── Records provided
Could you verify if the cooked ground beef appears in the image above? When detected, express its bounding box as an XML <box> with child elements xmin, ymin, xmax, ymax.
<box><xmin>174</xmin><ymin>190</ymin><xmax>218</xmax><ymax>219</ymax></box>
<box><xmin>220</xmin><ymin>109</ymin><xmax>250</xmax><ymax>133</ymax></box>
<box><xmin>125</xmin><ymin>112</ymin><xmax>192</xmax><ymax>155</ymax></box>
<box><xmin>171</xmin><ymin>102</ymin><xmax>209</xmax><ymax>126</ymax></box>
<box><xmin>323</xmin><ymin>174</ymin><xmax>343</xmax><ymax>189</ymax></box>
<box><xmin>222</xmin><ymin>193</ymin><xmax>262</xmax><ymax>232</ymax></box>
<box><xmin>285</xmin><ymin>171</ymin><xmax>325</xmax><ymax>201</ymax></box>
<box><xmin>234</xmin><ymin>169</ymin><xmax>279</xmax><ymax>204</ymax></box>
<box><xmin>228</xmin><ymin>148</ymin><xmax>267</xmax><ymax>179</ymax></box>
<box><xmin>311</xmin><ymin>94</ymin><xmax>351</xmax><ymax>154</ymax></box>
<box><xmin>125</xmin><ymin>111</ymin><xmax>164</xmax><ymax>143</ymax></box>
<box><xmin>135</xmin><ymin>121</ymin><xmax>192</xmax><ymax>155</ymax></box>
────
── Records provided
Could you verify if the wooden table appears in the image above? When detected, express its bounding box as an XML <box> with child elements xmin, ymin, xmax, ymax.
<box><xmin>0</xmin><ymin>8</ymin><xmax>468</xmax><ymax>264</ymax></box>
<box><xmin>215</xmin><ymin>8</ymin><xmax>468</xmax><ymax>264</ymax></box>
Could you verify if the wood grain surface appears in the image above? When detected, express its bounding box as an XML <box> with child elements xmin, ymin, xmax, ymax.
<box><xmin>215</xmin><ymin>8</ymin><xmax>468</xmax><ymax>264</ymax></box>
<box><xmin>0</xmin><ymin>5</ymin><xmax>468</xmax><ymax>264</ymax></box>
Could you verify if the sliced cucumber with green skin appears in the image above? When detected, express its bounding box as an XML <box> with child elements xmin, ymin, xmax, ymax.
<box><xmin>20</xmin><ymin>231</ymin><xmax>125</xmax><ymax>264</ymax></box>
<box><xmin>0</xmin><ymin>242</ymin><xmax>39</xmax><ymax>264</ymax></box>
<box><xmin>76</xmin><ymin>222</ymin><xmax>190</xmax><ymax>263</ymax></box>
────
── Records provided
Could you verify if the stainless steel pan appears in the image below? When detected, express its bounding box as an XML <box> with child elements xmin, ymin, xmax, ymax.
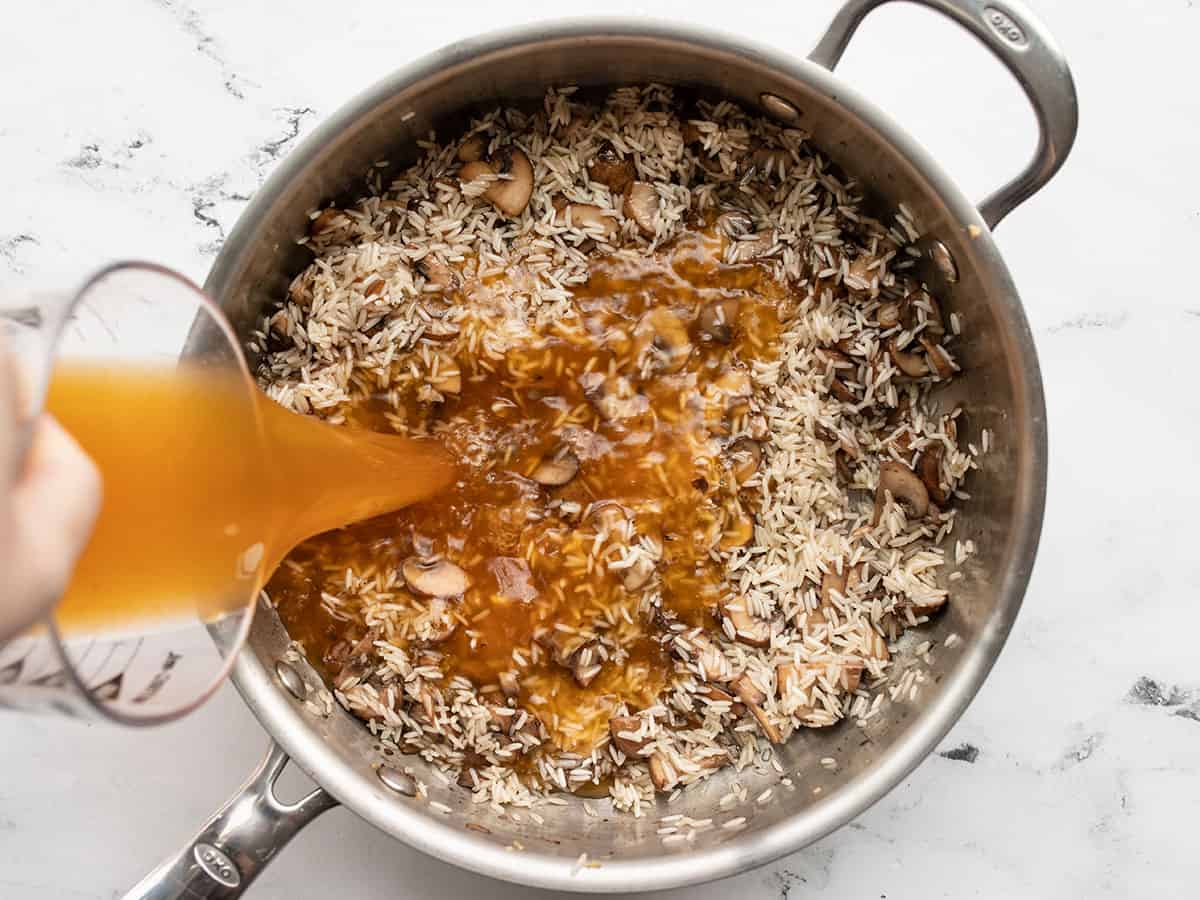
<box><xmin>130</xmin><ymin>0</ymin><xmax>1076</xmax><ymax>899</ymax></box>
────
§ **Your task**
List every line from the items above that contains the word "cucumber", copying each such line in full.

§ **Full solution**
Could you verify if the sliced cucumber with green skin appears in the image above? When detected, express its bounding box as an XML <box> with child elements xmin, ymin, xmax, ymax.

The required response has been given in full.